§ **PASSAGE PROVIDED**:
Ear infection (acute otitis media), causing pain and deafness, is one of commonest childhood infections.
One parent, whose child had an earache, brought this up at her local Mums & Bubs support group and was flooded with advice.
One mother had started attending a children’s chiropractor during her pregnancy because he claimed that he could prepare her “pelvis for an optimal birth”. Many chiropractors specialise in children, often calling themselves ‘Paediatric Chiropractors’, so-called ‘experts’ in treating children with poor behaviour and concentration, sleeping problems, breastfeeding issues, delays in crawling or walking, colic and reflux symptoms. For ear infections. they often recommend at least 3 to 5 visits for chiropractic ‘adjustments’ before moving onto other options.
This mother believed that these treatments were safe and effective, as they involved gentle manipulations of her baby’s neck (spinal bone C2) to remove the ‘subluxations’ that were causing the problem. She also believed that chiropractic ‘adjustments’ boosted her child’s immune system to help its body function optimally.
A second mother recommended osteopathy as it “can be very effective in the treatment of middle ear infections.” Many osteopaths believe that “children and pregnant mums can benefit enormously from cranial osteopathy”. where practitioners use their finger tips to detect the “very subtle, rhythmical shape change that is present in all body tissues”, which they then compare to what they consider as “ideal”. In children, they claim “growth stresses” might lead to recurrent ear infection, behavioural problems, learning difficulties, headaches and asthma.
This mother understood that cranial osteopathy gave her practitioner an insight into the stresses her child had had from its birthing to the day-to-day knocks and bumps, causing illnesses which could be treated by cranial manipulation.

§ **DATA EXTRACTS**:
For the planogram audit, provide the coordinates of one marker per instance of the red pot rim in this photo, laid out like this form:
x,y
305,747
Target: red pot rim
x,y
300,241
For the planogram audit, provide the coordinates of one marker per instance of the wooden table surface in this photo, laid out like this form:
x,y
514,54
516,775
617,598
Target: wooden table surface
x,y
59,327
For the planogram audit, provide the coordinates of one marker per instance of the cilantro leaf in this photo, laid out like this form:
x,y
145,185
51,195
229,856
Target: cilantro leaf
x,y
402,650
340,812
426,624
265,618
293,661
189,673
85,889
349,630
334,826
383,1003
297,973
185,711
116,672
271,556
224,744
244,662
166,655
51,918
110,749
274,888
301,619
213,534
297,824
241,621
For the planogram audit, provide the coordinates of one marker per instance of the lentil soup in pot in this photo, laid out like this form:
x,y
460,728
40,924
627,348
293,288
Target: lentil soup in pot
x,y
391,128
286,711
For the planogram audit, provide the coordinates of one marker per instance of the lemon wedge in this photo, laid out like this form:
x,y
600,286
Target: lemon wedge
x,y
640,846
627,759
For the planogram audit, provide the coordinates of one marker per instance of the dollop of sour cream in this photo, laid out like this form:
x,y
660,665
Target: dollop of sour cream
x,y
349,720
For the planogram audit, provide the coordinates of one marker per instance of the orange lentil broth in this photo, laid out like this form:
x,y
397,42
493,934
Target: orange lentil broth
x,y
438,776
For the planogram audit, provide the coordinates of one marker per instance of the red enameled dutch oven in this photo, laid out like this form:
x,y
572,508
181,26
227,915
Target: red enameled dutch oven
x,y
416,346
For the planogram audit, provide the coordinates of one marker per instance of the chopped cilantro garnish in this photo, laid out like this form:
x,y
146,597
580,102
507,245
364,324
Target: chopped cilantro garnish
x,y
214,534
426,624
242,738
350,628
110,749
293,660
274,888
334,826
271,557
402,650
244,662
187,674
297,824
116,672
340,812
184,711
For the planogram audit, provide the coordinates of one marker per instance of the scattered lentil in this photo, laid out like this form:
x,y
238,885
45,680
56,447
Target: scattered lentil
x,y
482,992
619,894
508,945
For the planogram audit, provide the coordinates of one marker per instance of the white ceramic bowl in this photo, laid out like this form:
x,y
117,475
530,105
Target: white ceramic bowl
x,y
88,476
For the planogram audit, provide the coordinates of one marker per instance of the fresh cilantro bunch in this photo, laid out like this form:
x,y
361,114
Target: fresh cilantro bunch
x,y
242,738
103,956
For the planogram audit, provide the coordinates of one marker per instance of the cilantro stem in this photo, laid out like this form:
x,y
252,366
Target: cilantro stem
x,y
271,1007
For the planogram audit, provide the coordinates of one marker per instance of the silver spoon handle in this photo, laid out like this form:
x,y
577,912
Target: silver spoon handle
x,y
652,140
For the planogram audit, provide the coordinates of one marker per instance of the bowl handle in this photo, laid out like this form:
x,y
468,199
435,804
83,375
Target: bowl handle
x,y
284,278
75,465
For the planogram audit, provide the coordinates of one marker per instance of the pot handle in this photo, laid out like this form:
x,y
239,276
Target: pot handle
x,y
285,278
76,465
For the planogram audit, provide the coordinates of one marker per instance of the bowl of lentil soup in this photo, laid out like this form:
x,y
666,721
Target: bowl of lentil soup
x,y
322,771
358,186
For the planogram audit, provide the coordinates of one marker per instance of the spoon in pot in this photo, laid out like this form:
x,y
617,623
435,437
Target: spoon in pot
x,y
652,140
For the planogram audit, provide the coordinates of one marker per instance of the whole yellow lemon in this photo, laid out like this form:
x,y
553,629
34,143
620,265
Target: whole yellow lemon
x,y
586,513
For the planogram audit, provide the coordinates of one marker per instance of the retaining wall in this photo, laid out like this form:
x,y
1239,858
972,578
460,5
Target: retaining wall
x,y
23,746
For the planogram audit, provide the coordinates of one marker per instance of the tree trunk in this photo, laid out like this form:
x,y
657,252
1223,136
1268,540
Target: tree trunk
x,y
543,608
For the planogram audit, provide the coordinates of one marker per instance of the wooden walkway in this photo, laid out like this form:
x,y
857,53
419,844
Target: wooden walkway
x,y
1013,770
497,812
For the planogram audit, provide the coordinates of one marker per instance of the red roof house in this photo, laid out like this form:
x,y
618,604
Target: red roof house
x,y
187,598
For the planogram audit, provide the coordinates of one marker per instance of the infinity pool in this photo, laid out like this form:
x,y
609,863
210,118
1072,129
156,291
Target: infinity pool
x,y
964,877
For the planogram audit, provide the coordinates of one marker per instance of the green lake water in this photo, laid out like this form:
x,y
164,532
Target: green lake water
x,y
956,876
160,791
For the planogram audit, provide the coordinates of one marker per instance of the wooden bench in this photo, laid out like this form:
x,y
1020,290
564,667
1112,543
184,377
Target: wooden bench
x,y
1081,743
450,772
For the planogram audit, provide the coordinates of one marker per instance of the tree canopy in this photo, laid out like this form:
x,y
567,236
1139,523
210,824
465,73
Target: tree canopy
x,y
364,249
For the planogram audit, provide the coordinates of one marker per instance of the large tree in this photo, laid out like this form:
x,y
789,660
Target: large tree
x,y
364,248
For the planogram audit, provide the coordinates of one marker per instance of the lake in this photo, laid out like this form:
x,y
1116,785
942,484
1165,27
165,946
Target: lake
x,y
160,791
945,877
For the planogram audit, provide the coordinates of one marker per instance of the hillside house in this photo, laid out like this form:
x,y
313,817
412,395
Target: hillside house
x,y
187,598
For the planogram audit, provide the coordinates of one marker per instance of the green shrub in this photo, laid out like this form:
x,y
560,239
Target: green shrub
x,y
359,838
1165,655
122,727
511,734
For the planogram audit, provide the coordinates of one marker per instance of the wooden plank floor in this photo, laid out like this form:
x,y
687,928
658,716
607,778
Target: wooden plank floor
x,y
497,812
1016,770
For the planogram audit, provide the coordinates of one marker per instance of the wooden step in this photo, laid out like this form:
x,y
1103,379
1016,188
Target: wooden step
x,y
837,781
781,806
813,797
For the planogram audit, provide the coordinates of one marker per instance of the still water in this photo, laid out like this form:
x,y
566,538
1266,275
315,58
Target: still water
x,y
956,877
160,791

§ **INSTRUCTIONS FOR THE TASK**: Can you go on with the text about treating children's ear infections from where it stops? The listing is not needed for what comes next.

§ **OUTPUT FOR THIS EXERCISE**:
Involving “massaging the outside of the ear and face/jaw/neck area with diluted essential oils“ to reduce “inflammation and facilitate the drainage of excess fluid”, naturopathy was suggested. Recommended ear drops included basil, eucalyptus, rosemary, lavender, oregano, chamomile, tea tree, vinegar, olive oil, violet leaf, calendula flower, fermented cod liver oil and thyme. If the inflammation was caused by food sensitivities, probiotics were recommended to help “moderate and even reverse those sensitivities over time” and to support the immune system with beneficial bacteria.
One mother thought that ear infection might be caused by allergies. ‘Kinesiology’ was suggested. This involves testing for “allergies using muscle testing as opposed to needles“. Her practitioner made the diagnosis by asking her child to hold their arm straight out in front of their body. He then applied pressure to that arm to see if the child could hold it up. He claimed that the arm’s staying up or down identified the food allergy or sensitivity which was contributing to either inflammation or a weak immune system which resulted in the ear infection.
Acupuncture was also suggested, to activate the child’s own healing abilities, as was a homeopathic nasal spray, which claimed to encourage draining and reduce mucus production.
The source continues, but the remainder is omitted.